## Start Dataset

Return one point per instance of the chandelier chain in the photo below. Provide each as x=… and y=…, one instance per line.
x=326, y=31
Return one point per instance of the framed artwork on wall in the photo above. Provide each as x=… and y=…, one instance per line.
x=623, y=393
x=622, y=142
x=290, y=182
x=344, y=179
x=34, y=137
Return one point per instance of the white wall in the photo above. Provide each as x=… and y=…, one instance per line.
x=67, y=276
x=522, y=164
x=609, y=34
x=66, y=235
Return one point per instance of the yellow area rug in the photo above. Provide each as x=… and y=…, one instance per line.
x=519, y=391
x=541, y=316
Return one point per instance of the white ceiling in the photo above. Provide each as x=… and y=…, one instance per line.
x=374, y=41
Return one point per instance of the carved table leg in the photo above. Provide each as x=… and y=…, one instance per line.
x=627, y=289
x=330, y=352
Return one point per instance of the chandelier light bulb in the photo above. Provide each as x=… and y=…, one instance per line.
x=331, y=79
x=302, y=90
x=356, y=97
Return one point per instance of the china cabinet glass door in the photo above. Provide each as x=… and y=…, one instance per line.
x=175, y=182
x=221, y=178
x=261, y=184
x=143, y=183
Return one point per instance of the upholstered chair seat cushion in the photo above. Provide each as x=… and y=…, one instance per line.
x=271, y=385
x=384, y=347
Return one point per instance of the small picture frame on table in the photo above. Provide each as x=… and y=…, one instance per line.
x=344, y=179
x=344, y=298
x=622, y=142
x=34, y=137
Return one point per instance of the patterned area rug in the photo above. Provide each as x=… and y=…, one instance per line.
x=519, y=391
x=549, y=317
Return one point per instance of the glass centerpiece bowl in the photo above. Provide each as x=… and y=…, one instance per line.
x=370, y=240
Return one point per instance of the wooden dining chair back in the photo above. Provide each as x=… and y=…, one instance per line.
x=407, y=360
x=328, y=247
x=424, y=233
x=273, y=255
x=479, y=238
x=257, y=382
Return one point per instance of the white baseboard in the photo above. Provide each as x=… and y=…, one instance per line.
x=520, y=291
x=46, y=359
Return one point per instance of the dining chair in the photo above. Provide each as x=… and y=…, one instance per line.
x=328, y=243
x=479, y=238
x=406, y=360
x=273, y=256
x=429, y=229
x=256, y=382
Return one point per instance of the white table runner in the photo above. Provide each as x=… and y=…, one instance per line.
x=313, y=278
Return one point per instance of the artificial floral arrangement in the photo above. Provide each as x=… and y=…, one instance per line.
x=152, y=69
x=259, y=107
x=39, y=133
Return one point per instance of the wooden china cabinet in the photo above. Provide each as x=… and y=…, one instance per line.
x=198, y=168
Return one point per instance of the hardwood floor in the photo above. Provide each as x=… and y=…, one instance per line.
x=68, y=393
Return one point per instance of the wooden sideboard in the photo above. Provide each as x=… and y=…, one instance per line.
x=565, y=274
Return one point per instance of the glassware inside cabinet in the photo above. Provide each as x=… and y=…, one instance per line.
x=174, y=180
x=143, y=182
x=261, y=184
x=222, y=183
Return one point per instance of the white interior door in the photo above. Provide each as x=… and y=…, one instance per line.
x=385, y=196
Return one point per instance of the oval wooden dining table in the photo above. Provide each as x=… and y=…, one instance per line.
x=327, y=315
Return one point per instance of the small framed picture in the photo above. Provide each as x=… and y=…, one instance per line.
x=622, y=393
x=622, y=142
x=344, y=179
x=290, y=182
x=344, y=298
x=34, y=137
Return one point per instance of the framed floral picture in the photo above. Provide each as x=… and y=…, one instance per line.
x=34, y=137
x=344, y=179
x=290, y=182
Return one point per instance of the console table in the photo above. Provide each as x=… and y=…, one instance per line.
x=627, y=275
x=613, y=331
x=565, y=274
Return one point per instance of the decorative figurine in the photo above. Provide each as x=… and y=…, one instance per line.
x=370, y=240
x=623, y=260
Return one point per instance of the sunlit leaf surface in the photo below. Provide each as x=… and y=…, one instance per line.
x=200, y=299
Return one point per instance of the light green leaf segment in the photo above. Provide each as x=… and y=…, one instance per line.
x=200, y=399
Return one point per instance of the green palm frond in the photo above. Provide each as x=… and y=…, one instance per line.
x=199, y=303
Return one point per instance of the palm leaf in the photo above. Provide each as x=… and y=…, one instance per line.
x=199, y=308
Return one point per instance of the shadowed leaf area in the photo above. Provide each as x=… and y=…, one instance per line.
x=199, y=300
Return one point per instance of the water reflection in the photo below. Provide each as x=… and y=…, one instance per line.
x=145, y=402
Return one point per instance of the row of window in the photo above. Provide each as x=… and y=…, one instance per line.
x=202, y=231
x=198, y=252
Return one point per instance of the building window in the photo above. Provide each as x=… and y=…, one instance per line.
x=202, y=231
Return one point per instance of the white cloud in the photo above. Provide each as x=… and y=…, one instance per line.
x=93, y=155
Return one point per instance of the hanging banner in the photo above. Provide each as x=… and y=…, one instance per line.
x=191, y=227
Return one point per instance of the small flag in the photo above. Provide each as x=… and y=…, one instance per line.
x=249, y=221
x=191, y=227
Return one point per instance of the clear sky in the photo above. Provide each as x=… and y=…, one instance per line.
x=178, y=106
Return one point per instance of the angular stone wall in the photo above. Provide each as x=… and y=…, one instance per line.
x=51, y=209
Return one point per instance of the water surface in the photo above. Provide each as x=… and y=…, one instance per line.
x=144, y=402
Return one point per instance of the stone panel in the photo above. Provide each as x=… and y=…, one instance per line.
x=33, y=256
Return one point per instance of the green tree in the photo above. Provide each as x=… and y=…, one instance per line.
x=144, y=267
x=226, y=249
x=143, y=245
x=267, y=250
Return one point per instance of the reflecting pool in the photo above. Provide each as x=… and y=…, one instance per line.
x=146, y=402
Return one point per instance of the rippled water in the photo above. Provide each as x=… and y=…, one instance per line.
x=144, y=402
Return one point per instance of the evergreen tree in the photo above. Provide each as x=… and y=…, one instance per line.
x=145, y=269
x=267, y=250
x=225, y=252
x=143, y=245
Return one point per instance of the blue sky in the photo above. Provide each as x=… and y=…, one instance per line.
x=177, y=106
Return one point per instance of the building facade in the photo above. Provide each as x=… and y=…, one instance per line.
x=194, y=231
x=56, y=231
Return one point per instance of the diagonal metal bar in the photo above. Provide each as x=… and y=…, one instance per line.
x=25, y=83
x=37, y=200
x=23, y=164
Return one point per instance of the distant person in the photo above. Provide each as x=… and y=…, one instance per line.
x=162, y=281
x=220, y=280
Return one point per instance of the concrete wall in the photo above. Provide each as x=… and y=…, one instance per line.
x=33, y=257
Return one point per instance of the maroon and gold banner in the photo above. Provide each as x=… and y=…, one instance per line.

## End Dataset

**Exercise description:**
Can you repeat every item above word for word, in its original order?

**Full response:**
Return one point per instance of the chandelier chain in the photo below. Provide each as x=… and y=…, one instance per line.
x=326, y=31
Return one point per instance of the framed artwork on wall in the photo above. Provide each as x=… and y=…, one instance per line.
x=623, y=393
x=622, y=142
x=290, y=182
x=344, y=179
x=34, y=137
Return one point per instance of the white wall in the photo above. Provide each as x=… and y=…, one instance per line.
x=67, y=276
x=522, y=164
x=609, y=34
x=66, y=235
Return one point per instance of the yellow area rug in the photo above. Provide each as x=… and y=…, one instance per line.
x=519, y=391
x=541, y=316
Return one point per instance of the white ceiling in the photo above. Provide each as x=… and y=…, one instance per line.
x=374, y=41
Return one point per instance of the carved table leg in the photo above. Provide each as x=… and y=…, one instance per line.
x=627, y=289
x=330, y=352
Return one point per instance of the chandelier light bulb in the photo above. Provide each as x=… and y=…, one instance per line.
x=331, y=79
x=302, y=90
x=356, y=97
Return one point per instance of the china cabinet glass door in the photo above. Provide each as x=… and y=…, one instance per line.
x=175, y=182
x=221, y=178
x=261, y=184
x=143, y=183
Return one point per instance of the upholstered chair seat cushion in the photo above. Provide each as x=… and y=…, one instance per line.
x=271, y=385
x=384, y=347
Return one point per instance of the small picture frame on table in the photo above. Provide each as x=… and y=…, one instance per line.
x=344, y=179
x=344, y=298
x=622, y=142
x=34, y=137
Return one point per instance of the patterned area rug in the photo above. Provide each as x=… and y=…, one instance per line.
x=519, y=391
x=549, y=317
Return one point per instance of the glass centerpiece bowl in the photo above. Provide each as x=… and y=…, one instance per line.
x=370, y=240
Return one point per instance of the wooden dining chair back in the photo above. Provide each as x=… and y=…, one instance per line.
x=407, y=360
x=328, y=247
x=424, y=233
x=273, y=255
x=479, y=238
x=257, y=382
Return one point per instance of the white baseboard in the photo above. Provide each as x=… and y=…, one instance per line.
x=520, y=291
x=46, y=359
Return one point per instance of the dining chair in the photo above. Provide each as x=… and y=…, one instance per line.
x=328, y=243
x=479, y=238
x=406, y=360
x=273, y=256
x=429, y=229
x=256, y=382
Return one point per instance of the white table runner in the photo above. Provide each as x=… and y=…, one instance per line.
x=313, y=278
Return one point per instance of the artificial floral arrangement in the photo above. Provide each as x=… and y=…, one instance per line.
x=152, y=69
x=259, y=107
x=39, y=133
Return one point per instance of the wooden china cabinet in the photo above. Provide each as x=… and y=…, one instance per line.
x=198, y=168
Return one point per instance of the hardwood floor in the photo above. Provide each as x=… and y=…, one instance per line.
x=68, y=393
Return one point per instance of the wooden sideboard in the photo above. Provide each as x=… and y=…, one instance per line.
x=565, y=274
Return one point per instance of the glassware inside cabinet in the photo above. Provide each as x=… and y=…, one instance per line.
x=174, y=180
x=143, y=182
x=261, y=184
x=222, y=183
Return one point per instance of the white interior door in the photo above. Provide each as x=… and y=…, one instance per line.
x=385, y=196
Return one point per instance of the oval wooden dining table in the photo above. Provide each as x=… and y=…, one instance per line.
x=327, y=315
Return one point per instance of the small framed picture in the photo above. Provide each as x=… and y=…, one instance per line.
x=622, y=393
x=622, y=142
x=344, y=179
x=290, y=182
x=344, y=298
x=34, y=137
Return one point per instance of the framed floral picture in the photo above. Provide each as x=… and y=…, one instance per line.
x=34, y=137
x=344, y=179
x=290, y=182
Return one point per instance of the console table in the photo above. Provide each as x=… and y=…, one instance per line.
x=627, y=275
x=613, y=331
x=565, y=274
Return one point per instance of the decorative figurine in the photo above. Provide each as x=… and y=…, one instance per line.
x=370, y=240
x=623, y=260
Return one point per instance of the sunlit leaf surface in the photo below. Provide each as x=… and y=…, one instance per line.
x=200, y=299
Return one point per instance of the light green leaf segment in the photo above. Provide each as x=… and y=…, one instance per line.
x=200, y=399
Return one point per instance of the green palm frond in the photo above. Provide each as x=… and y=…, one instance per line.
x=199, y=303
Return one point per instance of the palm leaf in the photo above. Provide each as x=… and y=…, one instance per line.
x=199, y=308
Return one point per instance of the shadowed leaf area in the photo above. Provide each as x=… and y=…, one instance per line.
x=199, y=300
Return one point per instance of the water reflection in the photo below. Provide each as x=… and y=…, one instance per line.
x=145, y=402
Return one point per instance of the row of window in the photo above. Provide each as x=… and y=…, one instance per line.
x=202, y=231
x=198, y=252
Return one point per instance of the building window in the photo above. Provide each as x=… and y=…, one instance per line.
x=202, y=231
Return one point per instance of the white cloud in the photo above. Provide each as x=… and y=…, one instance per line.
x=93, y=155
Return one point per instance of the hanging banner in the photo above. Provide each as x=… and y=…, one instance per line.
x=191, y=227
Return one point per instance of the small flag in the photo above. Provide each as x=… and y=…, one instance per line.
x=249, y=221
x=191, y=227
Return one point per instance of the clear sky in the photo above. Provide each as x=… and y=…, one instance per line.
x=178, y=106
Return one point per instance of the angular stone wall in the photo above. Provide each as x=… and y=…, one instance per line.
x=51, y=209
Return one point per instance of the water surface in the photo above. Provide each as x=… and y=…, one instance per line.
x=144, y=402
Return one point per instance of the stone panel in the photo above. Provide each as x=… and y=…, one instance per line.
x=33, y=256
Return one point per instance of the green tree in the photo above. Provide each as x=… and y=…, one instance per line.
x=144, y=267
x=226, y=249
x=143, y=245
x=267, y=250
Return one point per instance of the reflecting pool in the photo above. Provide each as x=… and y=…, one instance per line.
x=146, y=402
Return one point per instance of the rippled water in the photo above. Provide each as x=… and y=…, one instance per line.
x=144, y=402
Return one point per instance of the evergreen tree in the photo above. Provide each as x=… and y=…, one instance per line.
x=145, y=269
x=267, y=250
x=225, y=252
x=143, y=245
Return one point per instance of the blue sky in the photo above. Provide each as x=… and y=…, one instance per line.
x=177, y=106
Return one point per instance of the building facade in the photo above. Provide each as x=… and y=…, one instance per line.
x=194, y=231
x=56, y=231
Return one point per instance of the diagonal metal bar in the photo above. Provide each as x=… and y=…, one instance per line.
x=25, y=83
x=37, y=200
x=23, y=164
Return one point per instance of the distant person in the photo above. Provide each as x=… and y=…, one instance per line.
x=162, y=281
x=220, y=280
Return one point per instance of the concrete wall in the photo above. Provide each as x=… and y=…, one instance per line.
x=33, y=257
Return one point per instance of the maroon and gold banner in the photo above. Provide each as x=… and y=…, one instance per line.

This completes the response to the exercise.